------ MATERIAL FOR THIS EXERCISE
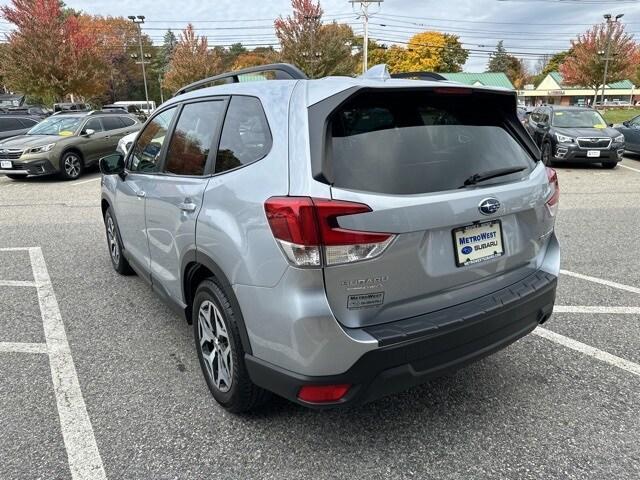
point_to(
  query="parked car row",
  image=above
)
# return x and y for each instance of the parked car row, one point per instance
------------
• AIM OF THE EXERCISE
Reproduce the records with every "instance" swapped for "occurrence" and nothing else altered. Leave out the pictures.

• REPLY
point_to(
  query="parked car row",
  image=above
)
# return x and y for each occurrence of the parked car row, one point per occurrence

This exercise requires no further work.